Data supplied:

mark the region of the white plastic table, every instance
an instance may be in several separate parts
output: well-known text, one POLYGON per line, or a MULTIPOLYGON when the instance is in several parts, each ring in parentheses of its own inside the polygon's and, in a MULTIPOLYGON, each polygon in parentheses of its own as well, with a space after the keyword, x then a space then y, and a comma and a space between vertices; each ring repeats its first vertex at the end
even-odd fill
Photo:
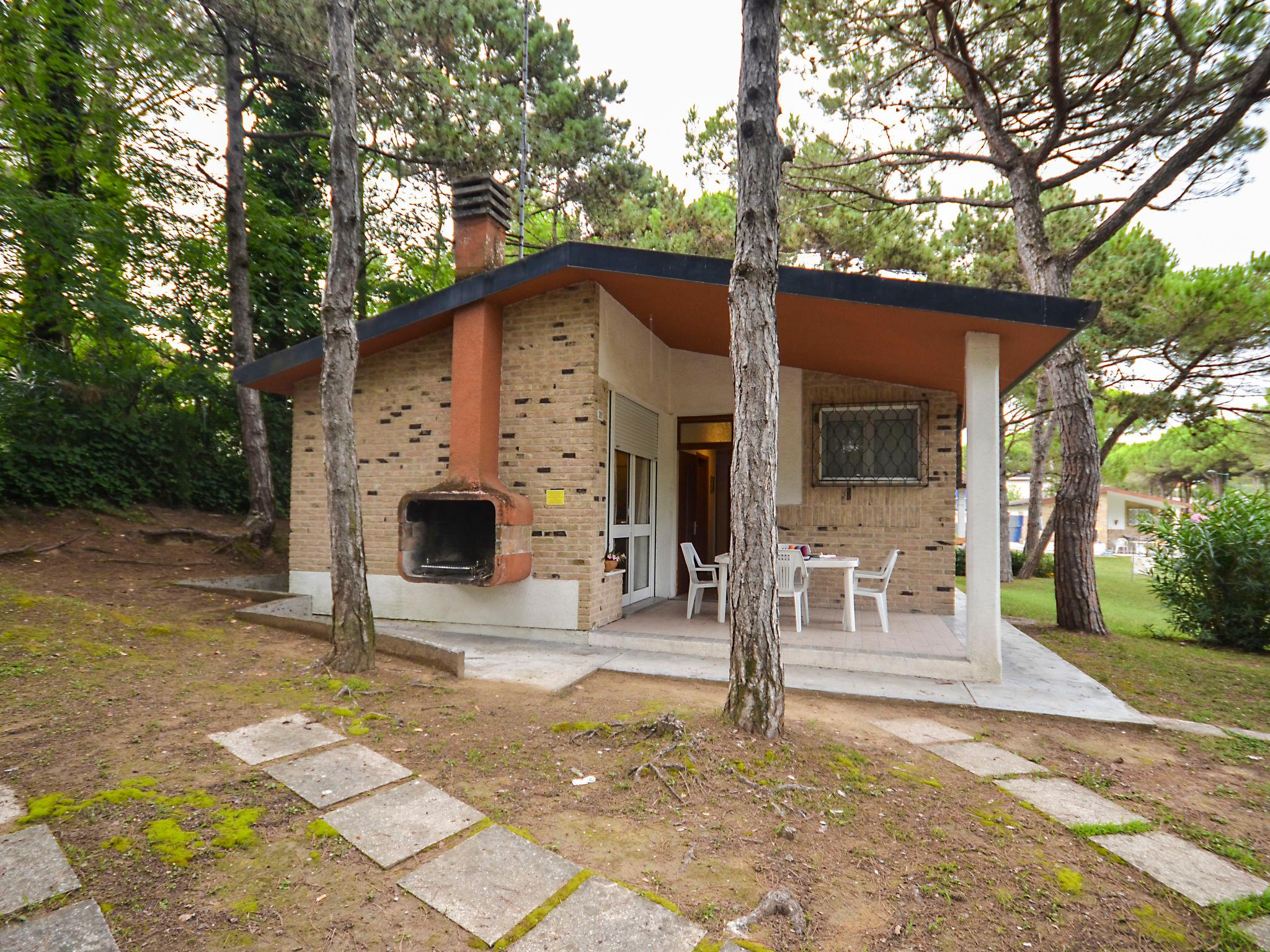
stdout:
MULTIPOLYGON (((715 556, 715 565, 719 566, 719 623, 728 621, 728 569, 732 565, 732 555, 720 552, 715 556)), ((827 555, 804 559, 803 565, 808 571, 823 571, 832 569, 842 572, 842 630, 856 630, 856 569, 860 567, 859 559, 847 556, 827 555)))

Instruction: Rewrite the entries above as a JSON list of strings, one string per line, skipping any blank lines. Leave the pictures out.

The result:
[
  "mark the region of the white plastic table, every instance",
  "an instance may be in several separate parts",
  "output: well-known text, one POLYGON per line, or a MULTIPOLYGON when the instance is in several parts, each ring in parentheses of its own inside the polygon's and, in a MULTIPOLYGON, each polygon in parentheses of its own as well, with a space after the keyword, x then a space then y, and a comma and a space between vertices; each ring repeats its first vertex at the end",
  "even-odd fill",
  "Photo:",
  "stdout:",
  "MULTIPOLYGON (((715 556, 715 565, 719 566, 719 623, 728 621, 728 569, 732 565, 732 555, 720 552, 715 556)), ((827 555, 804 559, 803 565, 808 571, 823 571, 832 569, 842 572, 842 630, 856 630, 856 569, 860 567, 859 559, 847 556, 827 555)))"
]